(Records excerpted from a collection)
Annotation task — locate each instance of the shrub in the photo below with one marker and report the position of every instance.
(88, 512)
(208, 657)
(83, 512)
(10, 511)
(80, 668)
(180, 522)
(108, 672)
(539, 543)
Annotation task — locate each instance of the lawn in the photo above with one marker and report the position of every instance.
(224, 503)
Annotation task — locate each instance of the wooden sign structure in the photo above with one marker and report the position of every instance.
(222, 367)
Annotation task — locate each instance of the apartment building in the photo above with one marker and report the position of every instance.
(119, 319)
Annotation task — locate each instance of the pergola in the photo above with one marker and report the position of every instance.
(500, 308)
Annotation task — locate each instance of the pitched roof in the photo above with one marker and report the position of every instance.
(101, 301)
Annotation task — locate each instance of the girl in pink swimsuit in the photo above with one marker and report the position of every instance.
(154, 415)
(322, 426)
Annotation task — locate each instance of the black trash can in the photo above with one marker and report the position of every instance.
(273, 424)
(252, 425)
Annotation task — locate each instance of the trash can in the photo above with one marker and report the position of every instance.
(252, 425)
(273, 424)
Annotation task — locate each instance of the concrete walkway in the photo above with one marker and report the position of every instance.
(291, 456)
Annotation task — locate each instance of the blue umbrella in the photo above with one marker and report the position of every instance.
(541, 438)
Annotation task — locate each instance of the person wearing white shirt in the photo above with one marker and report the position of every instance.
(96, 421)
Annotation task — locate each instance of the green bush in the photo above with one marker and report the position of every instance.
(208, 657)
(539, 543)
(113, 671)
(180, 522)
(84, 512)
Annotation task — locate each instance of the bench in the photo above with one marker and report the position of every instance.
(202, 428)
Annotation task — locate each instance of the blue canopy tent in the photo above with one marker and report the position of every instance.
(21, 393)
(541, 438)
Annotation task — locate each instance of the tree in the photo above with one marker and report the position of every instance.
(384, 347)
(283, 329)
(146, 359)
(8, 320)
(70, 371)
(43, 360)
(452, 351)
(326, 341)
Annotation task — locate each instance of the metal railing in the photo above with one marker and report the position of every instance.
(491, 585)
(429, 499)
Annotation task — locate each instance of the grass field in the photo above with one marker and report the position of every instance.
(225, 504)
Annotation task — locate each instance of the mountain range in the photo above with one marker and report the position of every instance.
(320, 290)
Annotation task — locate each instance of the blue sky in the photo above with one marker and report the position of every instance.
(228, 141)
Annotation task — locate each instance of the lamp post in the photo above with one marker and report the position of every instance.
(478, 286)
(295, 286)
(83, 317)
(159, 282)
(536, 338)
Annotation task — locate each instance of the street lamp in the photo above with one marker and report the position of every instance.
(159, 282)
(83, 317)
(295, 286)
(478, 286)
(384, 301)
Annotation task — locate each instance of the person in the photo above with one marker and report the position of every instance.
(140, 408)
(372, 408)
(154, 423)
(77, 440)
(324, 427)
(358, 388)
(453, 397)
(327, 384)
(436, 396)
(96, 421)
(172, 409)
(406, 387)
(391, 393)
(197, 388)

**What is required:** Could you retype each record exactly as it appears?

**Solved problem:**
Annotation task — locate each instance of the shrub in the photo below with one marker and report the position of every instance.
(88, 512)
(208, 657)
(83, 512)
(10, 511)
(80, 668)
(180, 522)
(108, 672)
(539, 543)
Annotation task — locate each instance of the lawn in the photo above with one marker and report the position of every instance.
(224, 503)
Annotation task — locate each instance of the wooden sign structure in the photo above with one marker and report the position of every instance.
(222, 367)
Annotation task — locate each instance of the apartment building in the photo above with one marker and report the position of every instance.
(119, 319)
Annotation task — locate each instance of the pergola in the photo above with one marker and report the position of every instance.
(500, 308)
Annotation task — locate each instance of the pitched roof in the photo above with one marker and report the position of every instance.
(101, 301)
Annotation task — locate each instance of the girl in pink swimsuit in the photo above with one marker and report the position of every instance.
(154, 415)
(322, 426)
Annotation task — locate each instance of the black trash can in the photo above with one marker and report the position of every instance.
(273, 424)
(252, 425)
Annotation task — locate each instance of the trash can in the photo above with one marker and report the position of every instance.
(252, 425)
(273, 424)
Annotation task — locate each instance of the concrete walkway in the photo above with one marker and report the position of every instance.
(291, 456)
Annotation task — locate each instance of the blue umbrella in the photo above with one marker and report the position of every instance.
(541, 438)
Annotation task — locate each instance of the person wearing white shirt in the photo above with one marker and report the position of every instance.
(96, 421)
Annotation task — locate each instance of the green bush in the photo above with one marker and report the position of every instance.
(208, 657)
(539, 543)
(113, 671)
(180, 522)
(84, 512)
Annotation task — locate each instance of the bench in the photo above with one marker and report the position of every instance.
(202, 428)
Annotation task — locate each instance of the blue canopy tent in the photo above with one marker and report the position of every instance.
(21, 393)
(541, 438)
Annotation task — locate each instance of the tree in the photo above with one marker and report the position of every instance.
(384, 347)
(283, 329)
(146, 359)
(8, 320)
(70, 371)
(43, 360)
(452, 351)
(326, 341)
Annotation task — locate each instance of the metal railing in the photo above with one marker and report the position of every instance.
(491, 585)
(429, 499)
Annotation task — locate each instance of the grass field in the photo above with one marker and report the position of every instance.
(225, 504)
Annotation task — locate each instance of the mountain range in the photo above with one marker and report the position of every instance.
(320, 290)
Annotation task — locate each instance of the blue sky in the photo above with one marker and report the position of every instance.
(228, 141)
Annotation task — locate each instance of the lamp post in the photo above with one marker and report the position of every instance.
(478, 286)
(295, 286)
(83, 317)
(159, 282)
(536, 338)
Annotation task — locate each instance of the street lamp in the photo above with one marker and report the position of every instance.
(159, 282)
(83, 317)
(295, 286)
(478, 286)
(384, 301)
Annotation task — locate each instance of the person in the photo above with one marker and report the position of every instance.
(140, 408)
(372, 408)
(154, 423)
(77, 440)
(324, 427)
(358, 388)
(453, 397)
(327, 384)
(436, 396)
(96, 421)
(172, 409)
(406, 387)
(391, 393)
(197, 388)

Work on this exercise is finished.